__DATA IN THIS EXERCISE__
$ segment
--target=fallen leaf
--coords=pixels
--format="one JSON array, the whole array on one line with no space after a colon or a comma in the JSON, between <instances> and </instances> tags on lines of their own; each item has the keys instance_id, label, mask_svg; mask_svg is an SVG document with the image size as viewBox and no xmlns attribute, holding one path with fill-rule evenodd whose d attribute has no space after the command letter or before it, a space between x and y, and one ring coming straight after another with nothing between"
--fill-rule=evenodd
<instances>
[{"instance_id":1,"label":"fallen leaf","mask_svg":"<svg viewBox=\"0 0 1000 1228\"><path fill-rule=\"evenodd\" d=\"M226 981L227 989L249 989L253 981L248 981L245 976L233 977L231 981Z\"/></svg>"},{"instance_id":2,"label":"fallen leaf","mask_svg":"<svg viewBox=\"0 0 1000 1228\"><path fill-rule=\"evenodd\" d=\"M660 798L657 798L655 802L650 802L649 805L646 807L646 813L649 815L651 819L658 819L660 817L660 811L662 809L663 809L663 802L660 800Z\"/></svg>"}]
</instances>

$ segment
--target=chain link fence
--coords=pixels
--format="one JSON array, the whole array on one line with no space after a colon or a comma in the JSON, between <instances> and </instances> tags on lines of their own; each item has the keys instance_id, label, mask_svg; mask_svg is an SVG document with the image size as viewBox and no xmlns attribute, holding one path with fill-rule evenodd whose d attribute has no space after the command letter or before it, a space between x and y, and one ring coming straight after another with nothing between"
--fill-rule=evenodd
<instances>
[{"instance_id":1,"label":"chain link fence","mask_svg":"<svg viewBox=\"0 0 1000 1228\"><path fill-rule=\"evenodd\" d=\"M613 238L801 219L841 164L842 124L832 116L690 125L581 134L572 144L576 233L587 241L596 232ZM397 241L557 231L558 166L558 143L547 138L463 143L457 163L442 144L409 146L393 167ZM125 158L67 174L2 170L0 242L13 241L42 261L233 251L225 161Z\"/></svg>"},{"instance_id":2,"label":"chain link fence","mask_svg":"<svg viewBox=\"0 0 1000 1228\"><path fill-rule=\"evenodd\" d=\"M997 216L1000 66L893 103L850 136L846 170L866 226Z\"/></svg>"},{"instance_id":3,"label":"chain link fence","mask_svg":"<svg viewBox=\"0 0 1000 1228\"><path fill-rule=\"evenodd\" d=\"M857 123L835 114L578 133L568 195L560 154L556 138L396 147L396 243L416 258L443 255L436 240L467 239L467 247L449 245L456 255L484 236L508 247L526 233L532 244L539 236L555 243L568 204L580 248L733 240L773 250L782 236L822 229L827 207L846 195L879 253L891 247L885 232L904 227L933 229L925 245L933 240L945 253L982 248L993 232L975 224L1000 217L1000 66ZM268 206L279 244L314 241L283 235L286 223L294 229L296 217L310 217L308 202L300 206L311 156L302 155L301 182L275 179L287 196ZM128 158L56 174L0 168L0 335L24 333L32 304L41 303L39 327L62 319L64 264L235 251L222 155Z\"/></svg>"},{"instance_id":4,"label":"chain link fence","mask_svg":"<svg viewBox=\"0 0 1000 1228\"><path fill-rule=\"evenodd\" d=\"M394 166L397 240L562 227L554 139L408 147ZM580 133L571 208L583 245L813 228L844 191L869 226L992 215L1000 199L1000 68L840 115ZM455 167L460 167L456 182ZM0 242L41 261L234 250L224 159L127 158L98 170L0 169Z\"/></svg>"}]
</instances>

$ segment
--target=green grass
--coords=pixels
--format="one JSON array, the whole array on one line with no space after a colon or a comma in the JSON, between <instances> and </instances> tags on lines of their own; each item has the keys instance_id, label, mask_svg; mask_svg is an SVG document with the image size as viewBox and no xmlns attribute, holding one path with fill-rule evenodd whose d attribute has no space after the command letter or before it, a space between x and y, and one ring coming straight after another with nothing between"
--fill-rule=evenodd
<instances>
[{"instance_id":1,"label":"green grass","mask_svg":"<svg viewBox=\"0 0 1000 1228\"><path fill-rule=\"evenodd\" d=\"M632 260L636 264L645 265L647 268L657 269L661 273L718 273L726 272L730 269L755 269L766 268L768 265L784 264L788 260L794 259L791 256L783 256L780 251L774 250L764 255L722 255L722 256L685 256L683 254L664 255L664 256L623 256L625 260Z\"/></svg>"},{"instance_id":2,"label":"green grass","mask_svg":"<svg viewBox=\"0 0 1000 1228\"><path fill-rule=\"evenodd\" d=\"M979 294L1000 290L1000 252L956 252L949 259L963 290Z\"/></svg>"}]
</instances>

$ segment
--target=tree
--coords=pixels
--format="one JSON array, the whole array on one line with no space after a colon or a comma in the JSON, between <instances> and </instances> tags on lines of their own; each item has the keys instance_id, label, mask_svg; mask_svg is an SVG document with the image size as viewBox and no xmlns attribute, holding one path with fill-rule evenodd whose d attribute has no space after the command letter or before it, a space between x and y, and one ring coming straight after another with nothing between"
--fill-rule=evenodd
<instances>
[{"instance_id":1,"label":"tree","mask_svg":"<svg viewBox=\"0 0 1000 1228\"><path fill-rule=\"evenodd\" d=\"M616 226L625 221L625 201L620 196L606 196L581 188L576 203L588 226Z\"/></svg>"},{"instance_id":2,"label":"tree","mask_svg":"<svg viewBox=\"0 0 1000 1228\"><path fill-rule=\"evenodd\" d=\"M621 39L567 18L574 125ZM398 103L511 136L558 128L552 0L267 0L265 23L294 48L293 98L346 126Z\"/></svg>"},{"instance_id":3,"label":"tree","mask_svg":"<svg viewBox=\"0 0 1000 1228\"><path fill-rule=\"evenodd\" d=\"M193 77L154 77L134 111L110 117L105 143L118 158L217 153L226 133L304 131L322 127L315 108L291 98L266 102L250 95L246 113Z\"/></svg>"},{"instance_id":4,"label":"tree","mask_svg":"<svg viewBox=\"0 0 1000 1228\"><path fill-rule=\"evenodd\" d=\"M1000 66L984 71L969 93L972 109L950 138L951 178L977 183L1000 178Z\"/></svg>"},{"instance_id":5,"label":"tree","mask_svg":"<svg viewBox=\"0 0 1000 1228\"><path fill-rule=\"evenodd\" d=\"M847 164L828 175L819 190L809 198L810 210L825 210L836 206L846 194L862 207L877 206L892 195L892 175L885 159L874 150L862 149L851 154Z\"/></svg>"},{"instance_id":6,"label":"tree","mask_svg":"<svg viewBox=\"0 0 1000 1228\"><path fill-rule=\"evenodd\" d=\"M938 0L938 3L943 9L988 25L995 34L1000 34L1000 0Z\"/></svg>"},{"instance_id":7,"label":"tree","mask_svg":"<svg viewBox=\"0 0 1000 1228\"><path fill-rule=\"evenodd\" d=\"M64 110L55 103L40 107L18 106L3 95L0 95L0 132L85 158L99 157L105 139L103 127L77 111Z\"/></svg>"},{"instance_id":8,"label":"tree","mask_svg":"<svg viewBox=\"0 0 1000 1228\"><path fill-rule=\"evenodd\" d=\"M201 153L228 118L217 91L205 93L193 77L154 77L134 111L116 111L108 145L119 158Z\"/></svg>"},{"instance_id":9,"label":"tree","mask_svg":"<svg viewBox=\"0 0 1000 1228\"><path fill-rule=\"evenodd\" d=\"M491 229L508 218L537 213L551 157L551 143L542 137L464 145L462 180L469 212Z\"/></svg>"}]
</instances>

__INSTRUCTIONS TO FOLLOW__
Write out the whole listing again. Match it word for word.

__RESULT__
$ segment
--target=fallen leaf
--coords=pixels
--format="one JSON array, the whole array on one line with no space after a colon or a comma in the JSON, between <instances> and </instances> tags on lines of their own; each item has the keys instance_id, label, mask_svg; mask_svg is an SVG document with the image size as viewBox and no xmlns attribute, holding one path with fill-rule evenodd whose d attribute has no space after the command letter or before it, a space between x and y, and one ring coming straight after another with nothing between"
--fill-rule=evenodd
<instances>
[{"instance_id":1,"label":"fallen leaf","mask_svg":"<svg viewBox=\"0 0 1000 1228\"><path fill-rule=\"evenodd\" d=\"M226 981L227 989L249 989L253 981L248 981L245 976L233 977L231 981Z\"/></svg>"},{"instance_id":2,"label":"fallen leaf","mask_svg":"<svg viewBox=\"0 0 1000 1228\"><path fill-rule=\"evenodd\" d=\"M660 798L657 798L655 802L650 802L649 805L646 807L646 813L649 815L651 819L658 819L660 817L660 811L662 809L663 809L663 802L660 800Z\"/></svg>"}]
</instances>

$ segment
--target=chain link fence
--coords=pixels
--format="one JSON array, the whole array on one line with no space after a colon or a comma in the JSON, between <instances> and </instances> tags on lines of their own; each item has the keys instance_id, label, mask_svg; mask_svg is an SVG document with the image size as viewBox and no xmlns attribute, holding one path with fill-rule evenodd whose d attribute has no space after the command letter or before it, a space between x and y, and one ring coming straight after another with nothing between"
--fill-rule=evenodd
<instances>
[{"instance_id":1,"label":"chain link fence","mask_svg":"<svg viewBox=\"0 0 1000 1228\"><path fill-rule=\"evenodd\" d=\"M613 238L801 219L841 164L842 124L832 116L690 125L581 134L572 144L576 233L587 241L596 232ZM397 241L557 231L558 166L558 143L547 138L463 143L457 163L442 144L409 146L393 167ZM125 158L67 174L2 170L0 242L13 241L42 261L233 251L225 161Z\"/></svg>"},{"instance_id":2,"label":"chain link fence","mask_svg":"<svg viewBox=\"0 0 1000 1228\"><path fill-rule=\"evenodd\" d=\"M997 216L1000 66L893 103L850 136L846 170L866 226Z\"/></svg>"},{"instance_id":3,"label":"chain link fence","mask_svg":"<svg viewBox=\"0 0 1000 1228\"><path fill-rule=\"evenodd\" d=\"M857 123L835 114L578 133L568 195L560 154L556 138L396 147L396 243L416 258L443 255L436 240L467 239L467 247L449 245L456 255L484 236L508 247L526 233L532 244L539 236L555 243L568 204L580 248L733 240L773 250L782 236L822 229L827 207L846 195L879 253L891 247L885 232L904 227L933 229L925 245L933 240L945 253L982 248L993 232L975 224L1000 217L1000 66ZM268 206L279 244L314 241L283 235L286 223L294 229L296 217L310 217L308 202L300 206L311 156L302 155L301 182L275 179L287 196ZM128 158L56 174L0 168L0 335L24 333L32 304L41 303L39 327L62 319L64 264L235 251L222 155Z\"/></svg>"},{"instance_id":4,"label":"chain link fence","mask_svg":"<svg viewBox=\"0 0 1000 1228\"><path fill-rule=\"evenodd\" d=\"M394 166L397 240L562 227L554 139L408 147ZM580 133L571 208L583 245L813 228L844 191L869 226L992 215L1000 199L1000 68L840 115ZM455 167L460 167L456 182ZM0 242L41 261L234 250L224 159L127 158L98 170L0 169Z\"/></svg>"}]
</instances>

$ segment
--target=green grass
--coords=pixels
--format="one JSON array, the whole array on one line with no space after a colon or a comma in the JSON, between <instances> and </instances> tags on lines of their own; each item has the keys instance_id, label, mask_svg; mask_svg is an SVG document with the image size as viewBox and no xmlns attribute, holding one path with fill-rule evenodd whose d attribute has no space after the command letter or before it, a space between x and y, and one ring coming straight after another with nothing between"
--fill-rule=evenodd
<instances>
[{"instance_id":1,"label":"green grass","mask_svg":"<svg viewBox=\"0 0 1000 1228\"><path fill-rule=\"evenodd\" d=\"M632 260L636 264L645 265L647 268L657 269L661 273L718 273L726 272L730 269L755 269L766 268L768 265L784 264L788 260L794 259L791 256L783 256L780 251L774 250L764 255L722 255L722 256L685 256L683 254L664 255L664 256L623 256L625 260Z\"/></svg>"},{"instance_id":2,"label":"green grass","mask_svg":"<svg viewBox=\"0 0 1000 1228\"><path fill-rule=\"evenodd\" d=\"M979 294L1000 290L1000 252L956 252L949 259L963 290Z\"/></svg>"}]
</instances>

$ segment
--target=tree
--coords=pixels
--format="one JSON array, the whole array on one line with no space after a colon or a comma in the JSON, between <instances> and </instances> tags on lines of their own; each item has the keys instance_id, label, mask_svg; mask_svg is an SVG document with the image size as viewBox and no xmlns attribute, holding one path with fill-rule evenodd whose d attribute has no space after the command letter or before it, a space between x and y, and one ring coming straight after another with nothing between"
--fill-rule=evenodd
<instances>
[{"instance_id":1,"label":"tree","mask_svg":"<svg viewBox=\"0 0 1000 1228\"><path fill-rule=\"evenodd\" d=\"M616 226L625 221L625 201L620 196L606 196L581 188L576 203L588 226Z\"/></svg>"},{"instance_id":2,"label":"tree","mask_svg":"<svg viewBox=\"0 0 1000 1228\"><path fill-rule=\"evenodd\" d=\"M621 39L567 18L574 125ZM398 103L511 136L558 128L552 0L267 0L265 23L294 48L293 98L346 126Z\"/></svg>"},{"instance_id":3,"label":"tree","mask_svg":"<svg viewBox=\"0 0 1000 1228\"><path fill-rule=\"evenodd\" d=\"M193 77L154 77L134 111L110 117L105 143L118 158L217 153L226 133L304 131L322 127L315 108L291 98L266 102L250 95L246 113Z\"/></svg>"},{"instance_id":4,"label":"tree","mask_svg":"<svg viewBox=\"0 0 1000 1228\"><path fill-rule=\"evenodd\" d=\"M1000 66L984 71L969 93L972 109L950 138L951 178L977 183L1000 178Z\"/></svg>"},{"instance_id":5,"label":"tree","mask_svg":"<svg viewBox=\"0 0 1000 1228\"><path fill-rule=\"evenodd\" d=\"M847 164L828 175L819 190L809 198L810 210L825 210L836 206L846 194L862 207L877 206L892 195L892 175L885 159L874 150L862 149L851 154Z\"/></svg>"},{"instance_id":6,"label":"tree","mask_svg":"<svg viewBox=\"0 0 1000 1228\"><path fill-rule=\"evenodd\" d=\"M938 0L938 3L943 9L988 25L995 34L1000 34L1000 0Z\"/></svg>"},{"instance_id":7,"label":"tree","mask_svg":"<svg viewBox=\"0 0 1000 1228\"><path fill-rule=\"evenodd\" d=\"M64 110L55 103L40 107L18 106L3 95L0 95L0 132L85 158L99 157L105 139L103 127L77 111Z\"/></svg>"},{"instance_id":8,"label":"tree","mask_svg":"<svg viewBox=\"0 0 1000 1228\"><path fill-rule=\"evenodd\" d=\"M201 153L228 118L217 91L205 93L193 77L154 77L134 111L116 111L108 145L119 158Z\"/></svg>"},{"instance_id":9,"label":"tree","mask_svg":"<svg viewBox=\"0 0 1000 1228\"><path fill-rule=\"evenodd\" d=\"M491 229L508 218L537 213L551 157L551 143L542 137L464 145L462 180L469 212Z\"/></svg>"}]
</instances>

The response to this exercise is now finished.